(Dataset excerpt)
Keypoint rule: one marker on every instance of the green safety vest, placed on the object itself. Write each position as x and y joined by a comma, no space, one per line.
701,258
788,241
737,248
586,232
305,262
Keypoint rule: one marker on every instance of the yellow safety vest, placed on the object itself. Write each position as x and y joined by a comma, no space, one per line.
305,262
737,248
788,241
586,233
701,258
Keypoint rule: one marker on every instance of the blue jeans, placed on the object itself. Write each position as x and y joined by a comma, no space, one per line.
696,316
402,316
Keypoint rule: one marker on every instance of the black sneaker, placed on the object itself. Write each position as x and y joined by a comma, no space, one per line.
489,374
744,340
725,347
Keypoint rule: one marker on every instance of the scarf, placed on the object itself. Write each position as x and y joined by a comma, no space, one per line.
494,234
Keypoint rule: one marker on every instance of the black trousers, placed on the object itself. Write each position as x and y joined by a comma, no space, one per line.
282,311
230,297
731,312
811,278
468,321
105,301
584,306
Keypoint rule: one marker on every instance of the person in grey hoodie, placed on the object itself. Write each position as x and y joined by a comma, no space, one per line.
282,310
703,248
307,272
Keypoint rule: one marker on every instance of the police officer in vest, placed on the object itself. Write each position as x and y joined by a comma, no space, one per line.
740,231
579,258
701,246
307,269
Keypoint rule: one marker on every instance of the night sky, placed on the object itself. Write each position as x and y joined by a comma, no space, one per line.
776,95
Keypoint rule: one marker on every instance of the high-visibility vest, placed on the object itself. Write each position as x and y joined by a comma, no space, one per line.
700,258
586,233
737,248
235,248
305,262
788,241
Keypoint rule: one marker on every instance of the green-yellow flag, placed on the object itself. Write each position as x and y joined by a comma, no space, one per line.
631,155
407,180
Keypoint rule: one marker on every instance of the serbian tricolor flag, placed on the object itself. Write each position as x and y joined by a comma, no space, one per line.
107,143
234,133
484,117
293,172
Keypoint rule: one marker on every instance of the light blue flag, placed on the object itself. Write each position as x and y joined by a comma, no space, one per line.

• Exercise goal
Change "safety vest" to "reflective vest" wherever it occurs in the lines above, and write all the lines out again with nothing else altered.

• Result
Keypoint rule: one marker on every instance of the green reflective vest, placed on the object itself. Write each position as x and y joined by a comma, no space, one per line.
701,258
788,241
737,248
586,232
305,262
Keypoint rule: one marker on every instance of the yellow reflective vest, placed on the object itself. Write each position as x and y joined by a comma, no space, one per line.
305,262
737,248
788,241
586,233
701,258
Keypoint rule: one marker on every instance of the blue jeans, placed on the object itself. Write each position as x and y joined by a comma, no space, one per line.
696,316
402,316
Keypoint rule: one marker on every instance of the black sneaker, placed on the object itself. Write each position as x and y joined by a comma, no space, one per line.
489,374
744,340
725,347
Keypoint rule: one marker on every instance of the scarf, placed on the object itself. Write each position as x and y joined by a comma, no space, one per line.
494,234
Keypoint rule: one marker on every instance of the black trousers, placed on the object itself. Write each position as x and y joined by a comma, no space, one per line.
282,311
230,297
731,312
811,278
468,321
105,301
584,306
Keypoint rule: one marker on every instance of the person in grey hoodie, placed on the object itself. Write each position as x and y joined by a comma, no space, one per line.
282,310
703,248
307,272
Keypoint rule: one marker on every instance of the police officer in vest, placed on the object itself. Write each position as x and y joined by a comma, no space, one per line.
740,231
579,258
701,246
307,269
Keypoint rule: one marker on every instance of the night sky, placed on the object itself. Write each position as x and y joined by a comma, no space, one per line.
776,95
Keypoint rule: one marker on every instance of the high-visibility vest, placed on the object itself. Write each position as x and y joined by a comma, no space, one per line.
700,258
586,233
737,248
235,248
305,262
788,241
Keypoint rule: one marker on every instance of the green-yellow flag, placed on the object itself. Write each position as x and y joined by a comma, no space, one per line.
631,155
407,180
Keypoint rule: one marker on every instance of the serbian tricolor flag, placed on the object itself. Write each position as x and y joined by a comma, no space, one per line.
107,143
234,133
484,117
293,172
Keypoint rule: one marker on every instance of the light blue flag, placed on the object itself. Write each position as x and y joined by a comma, no space, one per line.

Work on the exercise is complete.